▶ **Set exercise 1**: Please pick out every line of the entries below that contains the string "outboard", and copy each one. Case counts.

▶ **Passage shown**:
◆ ◆ ◆ ◆ ◆ ◆ ◆
Ian solemnly sucked on his teeth a bit, and then wandered off somewhere else. Or possibly, we chatted a while longer, but as I'd gone all introspective and confused by then, I didn't notice particularly either way. I mean if he meant it, then the offer was really kind of sweet, in a completely inept sort of way. I ruminated over this, and considered being retroactively charmed, but postponed any decision in favor of a slow slide into beery catatonia.

Evening moved forward in a series of abrupt, muddled jump cuts. I spent some time clinging to the wainscoting trying to sort out whether Tobes Valois was speaking English at me, and I'd simply grown too drunk to parse it, or whether that really was the post-French Valoiese mother tongue from far-off Jersey, and I wasn't supposed to understand a word. I think I tried to suggest to Victor Gonzalez that Bill Bridget's notional and behavioral peculiarities might not, strictly speaking, be Gary Farber's fault, to no particular effect beyond exciting further dyspeptic eruptions from Victor, and I completely missed the part where women were exposing their breasts to all and sundry and Steve Green in the bar – unless that was me, in which case I must have been there. Eventually it all looped off the take-up reel into untidy oblivion. Fade out.
◆ ◆ ◆ ◆ ◆ ◆ ◆
Entries from a collection:
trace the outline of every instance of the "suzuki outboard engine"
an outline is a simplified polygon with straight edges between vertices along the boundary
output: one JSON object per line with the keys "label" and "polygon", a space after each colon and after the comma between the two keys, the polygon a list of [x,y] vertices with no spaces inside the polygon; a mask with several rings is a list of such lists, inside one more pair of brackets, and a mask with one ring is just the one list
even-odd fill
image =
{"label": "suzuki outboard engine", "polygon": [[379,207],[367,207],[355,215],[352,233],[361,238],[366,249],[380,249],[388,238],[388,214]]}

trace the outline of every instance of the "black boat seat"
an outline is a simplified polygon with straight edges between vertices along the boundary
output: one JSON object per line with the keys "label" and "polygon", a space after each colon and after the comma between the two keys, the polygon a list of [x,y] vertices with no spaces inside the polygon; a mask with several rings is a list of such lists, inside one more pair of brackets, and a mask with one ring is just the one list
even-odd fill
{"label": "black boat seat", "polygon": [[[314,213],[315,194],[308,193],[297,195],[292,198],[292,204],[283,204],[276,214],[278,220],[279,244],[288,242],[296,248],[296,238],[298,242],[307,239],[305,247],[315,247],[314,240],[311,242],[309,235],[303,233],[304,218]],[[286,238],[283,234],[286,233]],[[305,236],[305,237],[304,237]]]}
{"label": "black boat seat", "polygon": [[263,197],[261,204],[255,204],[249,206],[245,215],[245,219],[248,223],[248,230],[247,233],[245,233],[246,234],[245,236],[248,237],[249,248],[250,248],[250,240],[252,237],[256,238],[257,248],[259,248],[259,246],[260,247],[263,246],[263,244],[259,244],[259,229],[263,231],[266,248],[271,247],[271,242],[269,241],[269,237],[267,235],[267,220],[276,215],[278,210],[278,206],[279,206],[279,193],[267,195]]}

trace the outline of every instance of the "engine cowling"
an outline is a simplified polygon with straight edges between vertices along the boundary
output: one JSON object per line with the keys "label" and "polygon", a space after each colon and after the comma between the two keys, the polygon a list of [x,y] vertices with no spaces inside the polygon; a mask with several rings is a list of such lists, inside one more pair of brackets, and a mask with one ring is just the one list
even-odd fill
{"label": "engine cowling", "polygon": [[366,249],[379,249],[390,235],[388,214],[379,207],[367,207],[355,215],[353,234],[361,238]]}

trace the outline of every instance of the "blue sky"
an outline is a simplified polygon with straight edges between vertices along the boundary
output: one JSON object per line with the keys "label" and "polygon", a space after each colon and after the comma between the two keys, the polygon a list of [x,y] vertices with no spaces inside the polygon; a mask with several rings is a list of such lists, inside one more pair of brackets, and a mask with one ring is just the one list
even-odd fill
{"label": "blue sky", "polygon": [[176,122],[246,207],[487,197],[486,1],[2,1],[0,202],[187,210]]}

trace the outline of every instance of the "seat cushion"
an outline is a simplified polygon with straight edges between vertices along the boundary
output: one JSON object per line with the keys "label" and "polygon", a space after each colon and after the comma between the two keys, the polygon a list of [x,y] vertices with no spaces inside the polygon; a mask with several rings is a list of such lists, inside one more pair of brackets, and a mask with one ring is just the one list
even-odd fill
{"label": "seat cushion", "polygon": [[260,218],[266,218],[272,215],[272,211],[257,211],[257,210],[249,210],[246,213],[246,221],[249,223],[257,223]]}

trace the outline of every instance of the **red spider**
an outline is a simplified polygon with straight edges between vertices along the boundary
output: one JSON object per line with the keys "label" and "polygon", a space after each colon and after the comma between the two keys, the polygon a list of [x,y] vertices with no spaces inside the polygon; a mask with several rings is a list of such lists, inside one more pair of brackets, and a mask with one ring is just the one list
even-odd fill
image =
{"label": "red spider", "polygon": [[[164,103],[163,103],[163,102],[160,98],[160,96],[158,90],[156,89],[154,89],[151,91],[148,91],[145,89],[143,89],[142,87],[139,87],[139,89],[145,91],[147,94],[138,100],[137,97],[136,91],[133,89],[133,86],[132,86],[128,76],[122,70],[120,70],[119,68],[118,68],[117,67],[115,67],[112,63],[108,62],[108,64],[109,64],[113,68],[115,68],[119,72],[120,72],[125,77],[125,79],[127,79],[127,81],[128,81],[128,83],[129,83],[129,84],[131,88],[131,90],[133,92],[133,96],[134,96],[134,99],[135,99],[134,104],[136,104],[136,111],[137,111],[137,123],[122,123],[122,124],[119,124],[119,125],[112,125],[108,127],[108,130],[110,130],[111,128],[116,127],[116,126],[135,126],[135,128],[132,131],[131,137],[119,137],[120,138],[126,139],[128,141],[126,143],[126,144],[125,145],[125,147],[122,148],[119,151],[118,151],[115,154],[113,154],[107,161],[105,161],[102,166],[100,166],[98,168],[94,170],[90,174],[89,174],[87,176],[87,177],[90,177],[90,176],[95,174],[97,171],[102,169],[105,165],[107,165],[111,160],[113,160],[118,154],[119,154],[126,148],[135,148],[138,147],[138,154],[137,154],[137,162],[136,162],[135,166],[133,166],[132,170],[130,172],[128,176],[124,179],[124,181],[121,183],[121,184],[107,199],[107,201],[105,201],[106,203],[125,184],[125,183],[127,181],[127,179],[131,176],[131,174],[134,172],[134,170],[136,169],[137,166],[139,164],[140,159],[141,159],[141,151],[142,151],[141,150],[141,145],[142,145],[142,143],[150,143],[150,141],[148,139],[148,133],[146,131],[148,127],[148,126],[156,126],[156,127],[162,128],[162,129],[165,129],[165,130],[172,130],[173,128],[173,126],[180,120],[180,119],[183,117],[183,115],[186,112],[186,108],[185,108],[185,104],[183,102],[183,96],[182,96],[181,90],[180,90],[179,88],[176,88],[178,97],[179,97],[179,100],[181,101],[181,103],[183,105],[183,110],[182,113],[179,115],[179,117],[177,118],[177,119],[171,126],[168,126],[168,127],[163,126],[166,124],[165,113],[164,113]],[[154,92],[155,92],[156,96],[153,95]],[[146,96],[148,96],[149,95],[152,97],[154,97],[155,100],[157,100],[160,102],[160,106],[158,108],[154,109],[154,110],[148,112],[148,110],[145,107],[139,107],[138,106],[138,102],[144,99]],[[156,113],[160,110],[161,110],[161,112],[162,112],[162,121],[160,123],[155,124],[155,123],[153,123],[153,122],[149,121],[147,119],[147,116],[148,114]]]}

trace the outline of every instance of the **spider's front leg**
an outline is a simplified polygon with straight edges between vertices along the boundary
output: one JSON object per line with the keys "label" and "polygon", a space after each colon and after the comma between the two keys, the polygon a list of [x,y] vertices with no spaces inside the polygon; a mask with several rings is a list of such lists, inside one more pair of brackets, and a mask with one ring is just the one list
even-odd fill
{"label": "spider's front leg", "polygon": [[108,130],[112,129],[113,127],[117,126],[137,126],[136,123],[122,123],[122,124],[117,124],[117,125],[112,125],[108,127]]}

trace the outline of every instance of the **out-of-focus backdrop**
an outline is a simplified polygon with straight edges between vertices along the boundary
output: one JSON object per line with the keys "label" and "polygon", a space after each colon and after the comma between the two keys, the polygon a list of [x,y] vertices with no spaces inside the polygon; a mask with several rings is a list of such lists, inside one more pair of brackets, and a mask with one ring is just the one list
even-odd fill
◆ ◆ ◆ ◆ ◆ ◆ ◆
▶ **Set exercise 2**: Name each person the passage above mentions by name.

▶ **Task output 1**:
trace the outline of every instance of the "suzuki outboard engine"
{"label": "suzuki outboard engine", "polygon": [[379,207],[367,207],[355,215],[352,233],[361,238],[366,249],[380,249],[388,238],[388,214]]}

▶ **Task output 2**:
Ian
Tobes Valois
Victor Gonzalez
Bill Bridget
Gary Farber
Steve Green